- _DATA FOR THIS TASK_
_____

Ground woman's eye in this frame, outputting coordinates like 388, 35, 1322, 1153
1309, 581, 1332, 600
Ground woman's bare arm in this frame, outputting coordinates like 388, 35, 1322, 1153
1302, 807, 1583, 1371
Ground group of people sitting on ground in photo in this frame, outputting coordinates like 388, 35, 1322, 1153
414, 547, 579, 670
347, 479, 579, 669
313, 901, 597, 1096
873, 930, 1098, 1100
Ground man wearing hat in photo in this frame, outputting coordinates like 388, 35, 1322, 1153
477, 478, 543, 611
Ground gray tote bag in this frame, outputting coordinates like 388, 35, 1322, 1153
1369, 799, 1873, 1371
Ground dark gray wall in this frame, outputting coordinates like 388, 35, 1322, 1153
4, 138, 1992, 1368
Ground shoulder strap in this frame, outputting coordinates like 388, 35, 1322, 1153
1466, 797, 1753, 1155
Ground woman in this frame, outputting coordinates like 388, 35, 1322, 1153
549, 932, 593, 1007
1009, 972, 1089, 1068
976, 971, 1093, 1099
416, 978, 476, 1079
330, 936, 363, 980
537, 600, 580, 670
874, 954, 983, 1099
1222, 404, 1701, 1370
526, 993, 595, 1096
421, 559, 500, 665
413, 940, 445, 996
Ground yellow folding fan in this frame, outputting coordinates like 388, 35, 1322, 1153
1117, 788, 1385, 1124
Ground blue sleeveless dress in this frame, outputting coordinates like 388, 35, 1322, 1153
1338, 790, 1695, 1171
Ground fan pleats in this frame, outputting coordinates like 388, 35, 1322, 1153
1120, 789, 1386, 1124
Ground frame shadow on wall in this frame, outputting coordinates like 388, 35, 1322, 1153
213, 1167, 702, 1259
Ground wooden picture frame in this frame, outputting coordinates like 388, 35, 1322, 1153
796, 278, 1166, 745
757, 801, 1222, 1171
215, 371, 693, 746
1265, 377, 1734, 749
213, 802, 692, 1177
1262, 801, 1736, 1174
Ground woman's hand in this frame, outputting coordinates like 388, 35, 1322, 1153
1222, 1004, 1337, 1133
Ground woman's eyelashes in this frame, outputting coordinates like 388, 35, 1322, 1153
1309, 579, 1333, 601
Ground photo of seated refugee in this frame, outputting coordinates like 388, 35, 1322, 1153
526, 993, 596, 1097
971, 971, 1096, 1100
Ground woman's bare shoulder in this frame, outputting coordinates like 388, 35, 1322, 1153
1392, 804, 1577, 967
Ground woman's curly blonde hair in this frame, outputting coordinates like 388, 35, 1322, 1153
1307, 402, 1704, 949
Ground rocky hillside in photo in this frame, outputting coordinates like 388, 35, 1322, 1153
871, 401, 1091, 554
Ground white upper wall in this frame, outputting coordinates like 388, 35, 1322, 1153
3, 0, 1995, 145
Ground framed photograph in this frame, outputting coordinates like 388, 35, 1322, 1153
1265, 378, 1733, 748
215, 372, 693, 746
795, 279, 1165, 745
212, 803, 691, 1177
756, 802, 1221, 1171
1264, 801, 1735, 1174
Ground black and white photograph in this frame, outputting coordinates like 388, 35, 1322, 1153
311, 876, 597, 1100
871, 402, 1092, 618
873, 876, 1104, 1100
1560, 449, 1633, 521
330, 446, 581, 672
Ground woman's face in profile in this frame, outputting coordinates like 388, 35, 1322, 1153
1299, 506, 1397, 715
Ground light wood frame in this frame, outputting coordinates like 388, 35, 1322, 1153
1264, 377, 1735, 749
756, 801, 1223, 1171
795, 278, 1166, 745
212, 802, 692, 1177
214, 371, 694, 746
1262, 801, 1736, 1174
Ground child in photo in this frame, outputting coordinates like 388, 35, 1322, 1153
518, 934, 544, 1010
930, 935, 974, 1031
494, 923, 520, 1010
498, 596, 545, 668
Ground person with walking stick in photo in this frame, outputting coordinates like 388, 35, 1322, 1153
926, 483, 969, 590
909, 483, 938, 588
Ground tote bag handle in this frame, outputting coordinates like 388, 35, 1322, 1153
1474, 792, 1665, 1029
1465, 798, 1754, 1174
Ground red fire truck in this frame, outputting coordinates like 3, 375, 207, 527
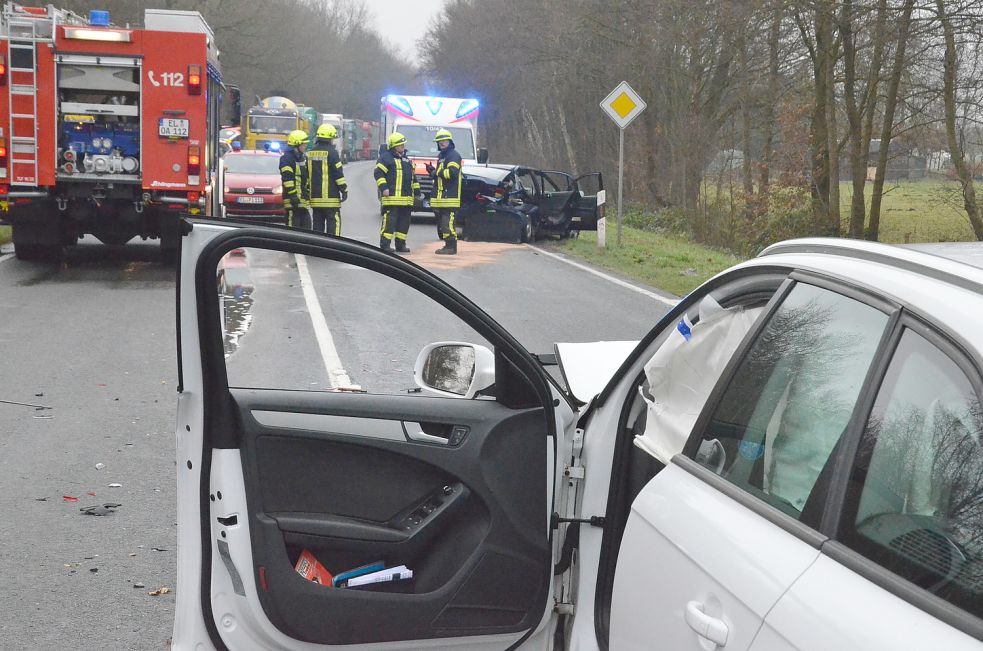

_____

Repeat the data in full, exactly as it stands, but drop every picture.

- _FINAL ANSWER_
Ground woman's eye in this frame, outputting coordinates like 388, 35, 1322, 1153
1309, 581, 1332, 600
Ground woman's bare arm in this frame, outputting coordinates like 388, 35, 1322, 1153
1302, 807, 1583, 1371
Ground group of people sitting on ground in photo in this frame, outputting coordinates like 388, 35, 1322, 1153
414, 547, 579, 670
347, 479, 579, 669
313, 901, 597, 1096
873, 930, 1098, 1100
Ground man wearing hat in photo in this frame, outputting coordinates like 388, 35, 1322, 1153
477, 478, 543, 611
Ground gray tote bag in this frame, outputting coordinates like 388, 35, 1322, 1153
1369, 799, 1873, 1371
Ground dark gray wall in this frame, outputting coordinates like 388, 35, 1322, 1153
4, 138, 1992, 1368
Ground shoulder strap in this frame, outputting coordinates like 388, 35, 1322, 1153
1466, 797, 1753, 1155
Ground woman in this frame, outputting coordinates like 388, 35, 1322, 1153
549, 932, 593, 1007
1009, 972, 1089, 1068
976, 971, 1093, 1099
416, 978, 476, 1079
330, 936, 363, 980
537, 600, 580, 670
874, 954, 983, 1099
1222, 404, 1701, 1370
526, 993, 595, 1096
421, 559, 500, 665
413, 940, 445, 996
Ground yellow folding fan in this frame, outputting coordinates like 388, 35, 1322, 1153
1117, 788, 1385, 1124
Ground blue sleeveless dress in this frame, outputting coordinates like 388, 35, 1322, 1153
1338, 790, 1695, 1171
Ground fan pleats in this frame, outputting coordinates like 388, 35, 1322, 1153
1120, 789, 1386, 1124
Ground frame shadow on wall in this frame, outputting coordinates like 388, 35, 1322, 1153
213, 1167, 702, 1259
Ground wooden picture frame in this frame, outputting coordinates like 388, 35, 1322, 1153
796, 278, 1166, 745
757, 801, 1222, 1171
215, 371, 693, 746
1265, 377, 1734, 749
213, 802, 692, 1177
1262, 801, 1736, 1174
Ground woman's hand in this frame, outputting coordinates like 388, 35, 1322, 1153
1222, 1004, 1337, 1133
Ground woman's eyelashes in this frame, outputting coordinates like 388, 35, 1322, 1153
1309, 579, 1333, 601
Ground photo of seated refugee in this frame, outputting coordinates like 388, 35, 1322, 1153
526, 993, 596, 1097
971, 971, 1096, 1100
Ground woman's bare shoulder in this frame, outputting coordinates like 388, 35, 1322, 1153
1392, 804, 1577, 967
Ground woman's curly blonde hair in this frame, outputting coordinates like 388, 35, 1322, 1153
1307, 402, 1704, 949
Ground rocky hillside in photo in this frame, outputting coordinates like 388, 35, 1322, 1153
871, 401, 1091, 554
Ground white upper wall in this frame, outputting coordinates like 388, 35, 1322, 1153
3, 0, 1995, 145
Ground framed photograph in this frame, outputting coordinates like 388, 35, 1322, 1153
1265, 378, 1733, 748
215, 372, 693, 746
795, 279, 1165, 745
212, 803, 691, 1177
756, 802, 1221, 1171
1264, 801, 1735, 1174
Ground black and white photograph in this frame, outputting coordinates like 388, 35, 1322, 1153
311, 876, 597, 1100
871, 402, 1092, 618
873, 876, 1104, 1100
1560, 449, 1633, 521
330, 446, 581, 672
Ground woman's face in profile in this frame, outputting coordinates like 388, 35, 1322, 1153
1299, 506, 1397, 715
Ground light wood frame in this frame, outputting coordinates like 388, 35, 1322, 1153
1264, 377, 1735, 749
756, 801, 1223, 1171
795, 278, 1166, 745
212, 802, 692, 1177
214, 371, 694, 746
1262, 801, 1736, 1174
Ground child in photo in this frame, outputting coordinates like 388, 35, 1322, 1153
518, 934, 544, 1010
930, 935, 974, 1031
494, 923, 520, 1010
498, 596, 545, 668
Ground person with walking stick in photo in this frame, outputting coordinates like 388, 35, 1322, 1153
926, 483, 969, 590
909, 483, 938, 588
Ground tote bag handle in this frame, outputting coordinates like 388, 35, 1322, 1153
1474, 792, 1665, 1029
1465, 798, 1754, 1174
Ground red fire truck in this frame, outputting coordinates like 3, 375, 207, 527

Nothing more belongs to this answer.